▸ **Work required**:
Repeat the records below exactly.

──────────────────────────────

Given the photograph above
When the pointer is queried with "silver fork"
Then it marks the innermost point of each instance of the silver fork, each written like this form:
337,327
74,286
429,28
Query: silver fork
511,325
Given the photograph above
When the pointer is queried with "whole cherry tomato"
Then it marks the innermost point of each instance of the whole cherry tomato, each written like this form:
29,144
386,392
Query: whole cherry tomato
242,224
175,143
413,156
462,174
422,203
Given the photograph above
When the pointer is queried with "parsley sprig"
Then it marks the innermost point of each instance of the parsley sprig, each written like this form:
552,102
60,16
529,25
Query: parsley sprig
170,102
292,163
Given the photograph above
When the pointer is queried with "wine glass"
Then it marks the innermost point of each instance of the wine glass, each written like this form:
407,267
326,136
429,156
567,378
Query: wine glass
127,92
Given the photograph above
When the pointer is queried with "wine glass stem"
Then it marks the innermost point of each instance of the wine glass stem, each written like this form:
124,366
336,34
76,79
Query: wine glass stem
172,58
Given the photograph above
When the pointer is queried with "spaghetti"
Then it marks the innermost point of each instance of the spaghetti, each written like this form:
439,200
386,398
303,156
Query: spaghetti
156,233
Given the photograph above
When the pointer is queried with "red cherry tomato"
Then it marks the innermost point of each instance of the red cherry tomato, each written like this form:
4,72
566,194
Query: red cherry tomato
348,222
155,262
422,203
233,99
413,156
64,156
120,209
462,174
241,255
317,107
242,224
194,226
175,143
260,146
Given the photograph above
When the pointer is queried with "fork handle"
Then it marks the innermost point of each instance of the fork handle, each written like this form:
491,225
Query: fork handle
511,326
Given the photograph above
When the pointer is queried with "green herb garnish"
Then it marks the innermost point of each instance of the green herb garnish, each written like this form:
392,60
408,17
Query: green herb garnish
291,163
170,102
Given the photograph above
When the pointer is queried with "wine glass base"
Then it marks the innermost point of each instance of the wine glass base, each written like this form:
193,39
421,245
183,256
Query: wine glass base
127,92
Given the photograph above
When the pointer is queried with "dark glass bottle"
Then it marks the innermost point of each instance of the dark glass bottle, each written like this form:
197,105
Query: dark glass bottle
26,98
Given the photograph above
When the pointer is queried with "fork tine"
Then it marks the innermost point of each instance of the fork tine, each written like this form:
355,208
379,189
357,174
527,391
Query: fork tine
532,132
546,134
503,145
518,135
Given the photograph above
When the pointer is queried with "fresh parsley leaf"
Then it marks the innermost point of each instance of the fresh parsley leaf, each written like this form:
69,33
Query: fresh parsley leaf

──────────────────────────────

▸ **Written answer**:
Given the photograph above
When the pointer is queried with "silver fork"
Then it marks the innermost point of each instance of the silver fork, each written like this form:
337,327
74,286
429,28
Query: silver fork
511,325
Given the photograph above
When the pointer is queried with "whole cherry tomato"
Then it marks the innermost point of each instance of the whole cherry tomato, each written like this form:
29,144
386,392
Query: whole cherry tomato
242,224
175,143
413,156
462,174
422,203
Given the photograph above
When the pointer is queried with "parsley sprig"
Then it marks the innermost point of each instance of the parsley sprig, each written like this form:
552,102
60,16
529,25
Query: parsley sprig
170,102
292,163
Given the photograph above
When the pointer is queried with "wine glass"
Then it marks the innermost point of each instance of the wine glass, each written like this form:
407,267
326,136
429,156
567,378
Query: wine glass
127,92
Given the photograph above
When the pointer is queried with "wine glass stem"
Then it marks the innermost point of each instance of the wine glass stem, each written like this form:
124,366
336,34
76,79
Query: wine glass stem
172,58
Given the photograph above
When the pointer is queried with "spaghetti"
Then it marks the innermost point of each instance of the spaghetti, each written like this form:
439,200
386,398
303,156
Query: spaghetti
156,233
Given the photograph above
When the pointer is queried with "red cherry tomato"
Then it marks the innermost point of each instance of the red cherry tomato, each written like this form:
4,72
566,194
Query: red cherry tomato
348,222
155,262
422,203
233,99
413,156
64,156
120,209
462,174
241,255
317,107
242,224
194,226
175,143
260,146
Given the photograph above
When the pointer is queried with "fork handle"
Then it marks the innermost point of each instance of the fork handle, each written like this form:
491,225
Query: fork handle
511,326
Given the photograph above
When the pointer is queried with "green herb garnish"
Then it marks the innermost point of each instance of the green herb garnish, each written like this form:
392,60
408,17
Query: green herb garnish
291,163
170,102
Given the photograph above
When the pointer is queried with "wine glass base"
Then it marks the innermost point of each instance of the wine glass base, each written like this form:
193,39
421,245
183,256
Query: wine glass base
127,92
Given the photograph above
When the pointer is queried with "dark glass bottle"
Then it marks the innermost point of each instance of the dark glass bottle, each written like this form:
197,105
Query: dark glass bottle
26,98
Given the photograph above
When the pointer is queried with "fork tine"
Then it marks the innermost point of each instance of the fork tine, each written like this form:
355,208
379,189
357,174
527,391
Query: fork tine
532,132
546,134
503,145
518,135
Given the photograph above
When the pointer is queried with "fresh parsley leaf"
Then it marks the innermost point of each instance of the fresh parsley leaf, each written like this form:
69,33
Query: fresh parsley leaf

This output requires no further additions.